Start of Data records

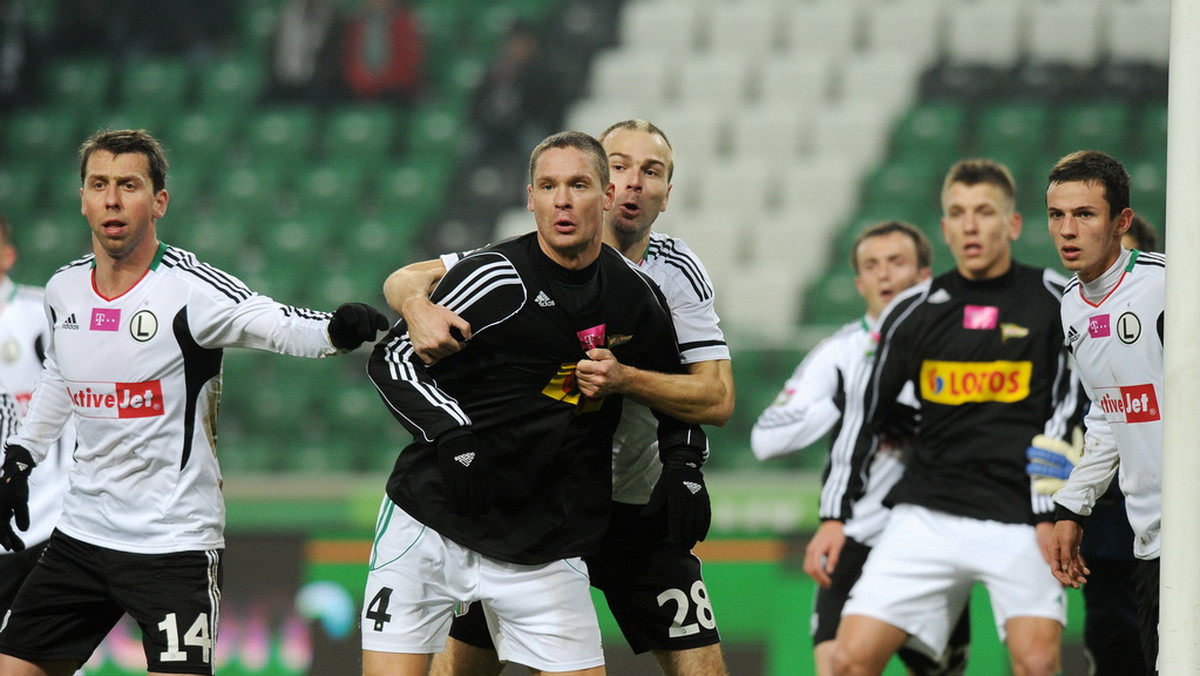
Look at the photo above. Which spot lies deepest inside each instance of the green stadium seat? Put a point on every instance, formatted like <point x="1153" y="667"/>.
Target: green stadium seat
<point x="361" y="135"/>
<point x="904" y="187"/>
<point x="163" y="84"/>
<point x="43" y="139"/>
<point x="435" y="133"/>
<point x="331" y="193"/>
<point x="412" y="192"/>
<point x="251" y="193"/>
<point x="1013" y="133"/>
<point x="281" y="138"/>
<point x="21" y="192"/>
<point x="231" y="84"/>
<point x="1147" y="190"/>
<point x="1151" y="130"/>
<point x="201" y="137"/>
<point x="1093" y="126"/>
<point x="78" y="84"/>
<point x="833" y="299"/>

End of Data records

*Set task:* Update the data above by changing every "green stadium seat" to "blue stadium seat" and keeping everything else the same. Leave out the pictures.

*Complete output:*
Look at the photo above. Which spot lies deepest inside each instance of the blue stadium seat? Put a point on every instance, formatted like <point x="1153" y="667"/>.
Target: blue stadium seat
<point x="361" y="135"/>
<point x="904" y="187"/>
<point x="163" y="84"/>
<point x="43" y="139"/>
<point x="435" y="133"/>
<point x="331" y="193"/>
<point x="412" y="192"/>
<point x="251" y="193"/>
<point x="1013" y="133"/>
<point x="281" y="138"/>
<point x="21" y="192"/>
<point x="231" y="84"/>
<point x="1147" y="190"/>
<point x="1151" y="130"/>
<point x="201" y="137"/>
<point x="1093" y="126"/>
<point x="78" y="84"/>
<point x="833" y="299"/>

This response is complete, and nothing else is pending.